Mi interessa tentare di esporre una connessione fra procedimenti (e processi) in materia di cannabis, assoluzioni e impugnazioni del PM.
CANNABIS, ASSOLUZIONI E IMPUGNAZIONI
È evidente che una pronunzia assolutoria (o di proscioglimento) attesta che il postulato accusatorio, da cui ha mosso l’indagine e il successivo giudizio, si è rivelato infondato. Un castello di carta. È, però, altrettanto evidente la necessità di individuare il momento in cui l’infondatezza si è palesata.
Troppi processi, infatti, si celebrano, anche quando – da tempo – si è palesato la certezza dell’inconsistenza dell’accusa. Venendo al tema dei procedimenti in materia di cannabis e, soprattutto, di cannabis light, la mia quotidiana esperienza mi permette di affermare che l’evidenza dell’infondatezza degli addebiti mossi all’indagato si palesa assai presto.
In materia di cannabis light, sovente, già al momento del primo accesso (presso il commerciante o presso l’azienda agricola) da parte delle forze dell’ordine, viene esibita e prodotta dall’interessato, la prova documentale (certificazioni e documenti fiscali) che i prodotti, oggetto di controllo, sono legali. Si tratta di attività difensiva, che, purtroppo, si rivela vana.
Ciò nonostante, infatti, né gli inquirenti, né i PM, riescono a respingere l’irresistibile tentazione di procedere a sequestri di natura probatoria (talvolta addirittura preventivi!) di prodotti (che si riveleranno legali), per lo più motivati e classificati come riguardanti corpi di reato o cose connesse con il reato.

Voci di etichettatura per la segmentazione:
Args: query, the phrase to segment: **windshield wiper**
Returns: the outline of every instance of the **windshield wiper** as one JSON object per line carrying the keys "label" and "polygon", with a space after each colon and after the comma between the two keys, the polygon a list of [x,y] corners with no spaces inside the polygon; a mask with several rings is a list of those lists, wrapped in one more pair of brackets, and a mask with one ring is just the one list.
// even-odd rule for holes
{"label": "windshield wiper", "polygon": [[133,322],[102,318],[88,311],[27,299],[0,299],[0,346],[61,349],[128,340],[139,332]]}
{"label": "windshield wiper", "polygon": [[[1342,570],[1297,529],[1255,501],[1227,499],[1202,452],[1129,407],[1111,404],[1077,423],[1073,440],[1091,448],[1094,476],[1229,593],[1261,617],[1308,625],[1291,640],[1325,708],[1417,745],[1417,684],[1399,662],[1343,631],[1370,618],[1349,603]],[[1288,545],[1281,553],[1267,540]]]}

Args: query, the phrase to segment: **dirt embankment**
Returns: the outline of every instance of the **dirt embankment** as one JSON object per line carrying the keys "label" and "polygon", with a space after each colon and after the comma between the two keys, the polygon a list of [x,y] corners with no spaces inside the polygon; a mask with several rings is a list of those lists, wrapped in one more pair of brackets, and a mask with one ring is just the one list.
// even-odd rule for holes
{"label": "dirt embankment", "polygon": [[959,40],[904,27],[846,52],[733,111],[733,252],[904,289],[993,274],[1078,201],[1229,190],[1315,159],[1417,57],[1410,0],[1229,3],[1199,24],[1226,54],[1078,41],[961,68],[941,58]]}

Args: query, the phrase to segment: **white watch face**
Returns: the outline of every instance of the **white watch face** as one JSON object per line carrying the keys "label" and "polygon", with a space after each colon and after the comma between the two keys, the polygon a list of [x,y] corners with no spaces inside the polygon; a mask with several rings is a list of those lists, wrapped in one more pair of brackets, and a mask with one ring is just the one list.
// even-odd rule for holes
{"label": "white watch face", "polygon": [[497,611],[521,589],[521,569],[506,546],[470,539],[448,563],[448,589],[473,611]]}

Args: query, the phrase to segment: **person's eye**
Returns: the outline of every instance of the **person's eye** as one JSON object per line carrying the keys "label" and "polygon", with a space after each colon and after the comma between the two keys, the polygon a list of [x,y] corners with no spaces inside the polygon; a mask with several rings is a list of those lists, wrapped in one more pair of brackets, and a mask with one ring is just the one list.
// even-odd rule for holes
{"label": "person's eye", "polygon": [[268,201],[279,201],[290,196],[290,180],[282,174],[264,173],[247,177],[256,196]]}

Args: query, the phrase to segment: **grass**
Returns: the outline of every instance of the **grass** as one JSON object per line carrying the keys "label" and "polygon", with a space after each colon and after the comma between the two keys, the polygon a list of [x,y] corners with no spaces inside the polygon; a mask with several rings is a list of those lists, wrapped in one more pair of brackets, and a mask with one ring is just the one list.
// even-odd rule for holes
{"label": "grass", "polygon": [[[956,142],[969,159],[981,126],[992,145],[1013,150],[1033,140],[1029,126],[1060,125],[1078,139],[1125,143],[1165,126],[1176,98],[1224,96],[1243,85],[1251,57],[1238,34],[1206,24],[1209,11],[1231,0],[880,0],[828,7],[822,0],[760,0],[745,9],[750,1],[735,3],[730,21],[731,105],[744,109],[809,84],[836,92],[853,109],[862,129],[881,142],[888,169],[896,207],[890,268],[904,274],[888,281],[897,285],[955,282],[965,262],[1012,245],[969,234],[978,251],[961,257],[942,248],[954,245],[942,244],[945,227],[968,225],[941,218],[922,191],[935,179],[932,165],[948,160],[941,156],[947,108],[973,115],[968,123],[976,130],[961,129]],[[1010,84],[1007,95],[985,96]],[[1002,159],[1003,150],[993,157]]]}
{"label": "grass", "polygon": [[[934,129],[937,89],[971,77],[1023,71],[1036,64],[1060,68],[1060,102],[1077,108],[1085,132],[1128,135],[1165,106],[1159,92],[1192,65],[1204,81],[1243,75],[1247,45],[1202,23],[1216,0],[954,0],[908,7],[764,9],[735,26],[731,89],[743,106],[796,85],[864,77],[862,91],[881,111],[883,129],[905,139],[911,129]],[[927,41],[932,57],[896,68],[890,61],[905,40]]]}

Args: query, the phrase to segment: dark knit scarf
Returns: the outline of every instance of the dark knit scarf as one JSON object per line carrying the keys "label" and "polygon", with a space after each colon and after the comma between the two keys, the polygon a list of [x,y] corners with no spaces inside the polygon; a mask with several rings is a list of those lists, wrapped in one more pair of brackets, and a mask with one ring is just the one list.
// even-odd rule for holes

*Esercizi da svolgere*.
(1) Nel brano su cannabis e assoluzioni, che cosa esibisce spesso l'interessato al primo accesso delle forze dell'ordine, in materia di cannabis light?
(2) Trascrivi dal brano su cannabis e assoluzioni il passo che va da "Troppi processi, infatti, si" a "si rivela vana.".
I dati non servono per svolgere gli esercizi.

*Risposte*.
(1) La prova documentale (certificazioni e documenti fiscali) che i prodotti oggetto di controllo sono legali.

(2)
Troppi processi, infatti, si celebrano, anche quando – da tempo – si è palesato la certezza dell’inconsistenza dell’accusa. Venendo al tema dei procedimenti in materia di cannabis e, soprattutto, di cannabis light, la mia quotidiana esperienza mi permette di affermare che l’evidenza dell’infondatezza degli addebiti mossi all’indagato si palesa assai presto.
In materia di cannabis light, sovente, già al momento del primo accesso (presso il commerciante o presso l’azienda agricola) da parte delle forze dell’ordine, viene esibita e prodotta dall’interessato, la prova documentale (certificazioni e documenti fiscali) che i prodotti, oggetto di controllo, sono legali. Si tratta di attività difensiva, che, purtroppo, si rivela vana.